# Start of QUOTED PASSAGE
We finally reached Innsbruck and got a small tour of it. We got to see the Golden Roof, along with many other wonders of the city.
I went into a few churches, and wanted to go into some of the museums but didn't feel I would have enough time to fully enjoy the museums and the actual city in only two hours, so instead I went to the Hofgarten (yes, the same name as the park in Munich. I don't name them, I'm sorry!).
It was here that I got to watch a very interesting game of chess with two-feet high chess-pieces. I kind of felt like I was in a Harry Potter novel, only the pieces weren't killing each other.
Once we were done in Innsbruck, we headed to the Hotel Dollinger, which was a prime 500-years-old.
On the way to the hotel, Flip explained to us that with Muffin's "allowed" daily-driving limit and the time it would take us to get from Venice to Rome, if we wanted to get to Vatican City, we would have to leave at 6:45 AM. By doing that, we could get to Rome before 4 PM, manage to get in line for the Vatican, and possibly get a tour the day before we were supposed to. However, Flip said, there was no guarantee that we could get there that fast so the suffering of getting up at such an ungodly (pun intended) hour may have been in vain. Because the Vatican would be closed that day, this was our one and only shot to get there. We all agreed.
At the hotel in Innsbruck, we had a complimentary supper that included a creamy cheese and broccoli soup, a schnitzel with fried beans and a mashed potato, and a bowl of chocolate mousse for desert.
During supper, I learned that the girl who had missed the bus had gotten to Innsbruck safely. But she was alone. She didn't know her other friends had gone back to get her. We continued to eat, thinking about the friends that had left the tour, but before the mousse was eaten the door of the hotel opened and there they were! They had gotten back safely as well! As happy as I am for them, I sure hope the tour members start becoming more punctual and start catching the bus on time, especially in Venice. I don't want to miss out going to the Vatican!
# End of QUOTED PASSAGE
EXERCISE AIM -
Write the next part of the Innsbruck travel diary, picking up right after its final sentence. You won't need the records that come next.
# Start of ROWS
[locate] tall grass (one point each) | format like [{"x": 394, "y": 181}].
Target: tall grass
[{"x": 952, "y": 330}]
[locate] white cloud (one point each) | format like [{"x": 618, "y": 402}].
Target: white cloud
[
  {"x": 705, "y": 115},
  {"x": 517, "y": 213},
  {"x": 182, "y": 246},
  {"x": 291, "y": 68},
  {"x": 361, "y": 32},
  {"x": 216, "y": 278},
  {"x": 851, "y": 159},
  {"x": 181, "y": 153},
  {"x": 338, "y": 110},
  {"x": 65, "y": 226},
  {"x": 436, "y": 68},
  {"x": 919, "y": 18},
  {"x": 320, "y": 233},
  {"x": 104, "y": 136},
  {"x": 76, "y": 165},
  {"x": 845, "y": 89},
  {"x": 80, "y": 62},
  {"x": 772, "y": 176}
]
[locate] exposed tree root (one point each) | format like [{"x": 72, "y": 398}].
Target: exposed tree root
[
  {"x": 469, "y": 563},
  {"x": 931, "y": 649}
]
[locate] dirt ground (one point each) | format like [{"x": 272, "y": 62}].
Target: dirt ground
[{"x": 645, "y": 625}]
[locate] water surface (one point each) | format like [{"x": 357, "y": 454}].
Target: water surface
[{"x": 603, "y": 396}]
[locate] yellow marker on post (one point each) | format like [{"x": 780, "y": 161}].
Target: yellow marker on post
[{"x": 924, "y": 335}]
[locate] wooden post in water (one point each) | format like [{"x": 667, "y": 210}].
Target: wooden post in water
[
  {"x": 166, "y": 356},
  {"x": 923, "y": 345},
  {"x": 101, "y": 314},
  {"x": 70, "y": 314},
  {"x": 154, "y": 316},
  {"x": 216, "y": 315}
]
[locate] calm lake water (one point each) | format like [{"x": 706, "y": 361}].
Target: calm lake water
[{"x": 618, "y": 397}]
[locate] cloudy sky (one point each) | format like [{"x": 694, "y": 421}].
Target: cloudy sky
# End of ROWS
OUTPUT FOR THIS EXERCISE -
After supper, I realized that out of the €850 I brought with me to Europe, I only had €470 left! I plan to be conservative for the rest of the trip and only buy things that I absolutely need to buy! (Note: I also put away one bill of each kind (€5, €10, €20, €50 and €100) for my collection back home. I never intended to spend those.)
We leave early tomorrow for Venice and tonight's big supper is getting to me. I'm going to go to bed, even though it's only 9 o'clock. Sorry today's entry is so boring. I really didn't get a chance to explore Innsbruck in the two hours we had. I promise tomorrow's entry -- about Venice -- will be much better!
Goodnight journal. Talk to you later.
PS: I just re-read what I wrote. It's hard to believe I've been in Europe for a week now. It seems like just yesterday I said goodbye to my parents and girlfriend. I wonder what they're doing now...
And I wonder where the next 10 days will take me!
And, as always, a big thank you to my sweetheart Jessica Nuttall for proof reading a countless number of my articles. I couldn't do any of this without you. I love you.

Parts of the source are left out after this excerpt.